-- Start of Given data --
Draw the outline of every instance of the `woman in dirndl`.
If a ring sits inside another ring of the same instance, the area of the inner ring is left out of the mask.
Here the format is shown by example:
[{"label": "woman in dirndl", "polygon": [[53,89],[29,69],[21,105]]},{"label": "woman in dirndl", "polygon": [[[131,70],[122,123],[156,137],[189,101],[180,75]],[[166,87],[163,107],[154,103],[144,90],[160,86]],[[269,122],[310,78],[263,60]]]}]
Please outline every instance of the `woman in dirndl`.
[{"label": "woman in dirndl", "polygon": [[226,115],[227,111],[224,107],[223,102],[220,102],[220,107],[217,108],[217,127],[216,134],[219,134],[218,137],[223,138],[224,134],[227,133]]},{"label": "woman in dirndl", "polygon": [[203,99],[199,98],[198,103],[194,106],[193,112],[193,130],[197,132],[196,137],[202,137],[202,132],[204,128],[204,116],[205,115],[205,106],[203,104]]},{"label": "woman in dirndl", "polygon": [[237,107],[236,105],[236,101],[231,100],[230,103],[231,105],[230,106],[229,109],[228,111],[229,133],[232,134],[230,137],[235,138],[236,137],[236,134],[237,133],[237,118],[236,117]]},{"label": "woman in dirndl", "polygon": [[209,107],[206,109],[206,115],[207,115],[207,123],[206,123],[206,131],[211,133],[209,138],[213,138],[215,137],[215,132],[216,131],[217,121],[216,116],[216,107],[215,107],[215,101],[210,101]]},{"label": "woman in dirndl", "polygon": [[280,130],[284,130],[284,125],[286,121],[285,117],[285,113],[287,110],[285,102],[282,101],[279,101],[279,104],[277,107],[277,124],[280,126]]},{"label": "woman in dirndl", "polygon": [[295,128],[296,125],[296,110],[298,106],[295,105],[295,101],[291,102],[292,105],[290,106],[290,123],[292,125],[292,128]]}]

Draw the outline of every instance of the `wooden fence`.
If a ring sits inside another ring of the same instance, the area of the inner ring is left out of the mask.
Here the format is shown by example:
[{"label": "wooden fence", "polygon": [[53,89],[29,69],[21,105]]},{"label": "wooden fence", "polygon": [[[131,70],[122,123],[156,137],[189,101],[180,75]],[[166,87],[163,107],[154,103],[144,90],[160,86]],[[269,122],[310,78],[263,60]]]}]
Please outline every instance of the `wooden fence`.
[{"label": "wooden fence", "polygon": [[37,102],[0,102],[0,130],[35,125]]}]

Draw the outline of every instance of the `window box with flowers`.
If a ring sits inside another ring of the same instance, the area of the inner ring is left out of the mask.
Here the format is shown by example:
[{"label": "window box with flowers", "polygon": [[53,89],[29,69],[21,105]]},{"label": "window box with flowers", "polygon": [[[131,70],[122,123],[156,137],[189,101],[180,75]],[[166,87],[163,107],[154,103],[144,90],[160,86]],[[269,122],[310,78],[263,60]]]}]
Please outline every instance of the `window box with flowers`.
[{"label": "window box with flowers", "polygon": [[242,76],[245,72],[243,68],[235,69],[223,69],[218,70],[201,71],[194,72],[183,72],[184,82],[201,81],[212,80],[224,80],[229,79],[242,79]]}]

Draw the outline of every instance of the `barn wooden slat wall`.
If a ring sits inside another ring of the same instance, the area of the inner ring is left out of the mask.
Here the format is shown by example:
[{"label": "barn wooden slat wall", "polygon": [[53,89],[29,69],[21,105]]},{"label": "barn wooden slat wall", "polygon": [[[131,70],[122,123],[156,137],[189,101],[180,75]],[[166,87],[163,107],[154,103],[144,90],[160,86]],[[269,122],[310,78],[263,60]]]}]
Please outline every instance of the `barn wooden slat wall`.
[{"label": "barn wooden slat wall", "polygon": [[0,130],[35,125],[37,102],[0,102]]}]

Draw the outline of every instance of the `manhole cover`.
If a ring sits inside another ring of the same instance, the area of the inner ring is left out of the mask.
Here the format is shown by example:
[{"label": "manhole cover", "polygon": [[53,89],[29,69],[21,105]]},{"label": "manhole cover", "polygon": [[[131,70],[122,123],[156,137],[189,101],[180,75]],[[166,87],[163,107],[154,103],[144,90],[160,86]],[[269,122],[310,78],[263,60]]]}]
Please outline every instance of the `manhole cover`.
-- End of Given data --
### Request:
Print all of the entries exactly as they appear.

### Correct answer:
Draw the outline of every instance of the `woman in dirndl`.
If a ring sits inside another ring of the same instance, the area of the inner ring is left out of the mask.
Here the format is shown by example:
[{"label": "woman in dirndl", "polygon": [[53,89],[29,69],[21,105]]},{"label": "woman in dirndl", "polygon": [[[131,70],[122,123],[156,137],[189,101],[180,75]],[[166,87],[163,107],[154,103],[144,90],[160,86]],[[269,122],[310,78],[263,60]]]}]
Please outline every instance of the `woman in dirndl`.
[{"label": "woman in dirndl", "polygon": [[226,115],[227,111],[224,107],[223,102],[220,102],[220,107],[217,108],[217,127],[216,134],[219,134],[218,137],[223,138],[224,134],[227,133]]},{"label": "woman in dirndl", "polygon": [[203,99],[199,98],[198,103],[194,106],[193,112],[193,130],[197,132],[196,137],[202,137],[202,132],[204,128],[204,116],[205,115],[205,106],[203,104]]},{"label": "woman in dirndl", "polygon": [[237,107],[236,105],[236,101],[231,100],[230,103],[231,105],[230,106],[229,109],[228,111],[229,133],[232,134],[230,137],[235,138],[236,137],[236,134],[237,133],[237,118],[236,117]]},{"label": "woman in dirndl", "polygon": [[209,107],[206,109],[206,115],[207,115],[207,123],[206,123],[206,131],[211,133],[209,138],[213,138],[215,137],[215,132],[216,131],[217,121],[216,116],[216,107],[215,107],[215,101],[210,101]]},{"label": "woman in dirndl", "polygon": [[280,130],[284,130],[284,125],[286,121],[285,117],[285,113],[287,110],[285,102],[282,101],[279,101],[279,104],[277,107],[277,124],[280,126]]},{"label": "woman in dirndl", "polygon": [[295,128],[296,125],[296,110],[298,106],[295,105],[295,101],[291,102],[292,105],[290,106],[290,123],[292,125],[292,128]]}]

Draw the outline of every instance of the `wooden fence`.
If a ring sits inside another ring of the same instance, the area of the inner ring is left out of the mask.
Here the format is shown by example:
[{"label": "wooden fence", "polygon": [[53,89],[29,69],[21,105]]},{"label": "wooden fence", "polygon": [[[131,70],[122,123],[156,137],[189,101],[180,75]],[[166,87],[163,107],[154,103],[144,90],[160,86]],[[269,122],[310,78],[263,60]]]}]
Please outline every instance of the `wooden fence`.
[{"label": "wooden fence", "polygon": [[37,102],[0,102],[0,130],[35,125]]}]

Draw the outline of every instance of the `window box with flowers`.
If a ring sits inside another ring of the same instance, the area of the inner ring is left out of the mask.
Here the format is shown by example:
[{"label": "window box with flowers", "polygon": [[53,89],[29,69],[21,105]]},{"label": "window box with flowers", "polygon": [[[131,70],[122,123],[156,137],[189,101],[180,75]],[[166,87],[163,107],[154,103],[144,90],[160,86]],[[269,122],[310,78],[263,60]]]}]
Please outline every instance of the `window box with flowers`.
[{"label": "window box with flowers", "polygon": [[242,76],[245,72],[243,68],[235,69],[223,69],[218,70],[201,71],[194,72],[183,72],[184,82],[201,81],[212,80],[224,80],[229,79],[242,79]]}]

Draw the outline of every instance of the `barn wooden slat wall`.
If a ring sits inside another ring of the same instance, the area of the inner ring is left out of the mask.
Here the format is shown by example:
[{"label": "barn wooden slat wall", "polygon": [[53,89],[29,69],[21,105]]},{"label": "barn wooden slat wall", "polygon": [[[131,70],[122,123],[156,137],[189,101],[180,75]],[[166,87],[163,107],[154,103],[144,90],[160,86]],[[269,122],[310,78],[263,60]]]}]
Please outline every instance of the `barn wooden slat wall`.
[{"label": "barn wooden slat wall", "polygon": [[0,130],[35,125],[37,102],[0,102]]}]

Draw the outline of every instance of the `manhole cover`.
If a ring sits inside another ring of the same instance, the area of the inner ring is left out of the mask.
Here the format is shown by example:
[{"label": "manhole cover", "polygon": [[53,89],[29,69],[21,105]]},{"label": "manhole cover", "polygon": [[[131,70],[122,123],[156,137],[189,101],[180,75]],[[166,87],[163,107],[154,103],[144,90],[160,86]],[[269,122],[310,78],[263,60]]]}]
Please outline every instance of the `manhole cover`.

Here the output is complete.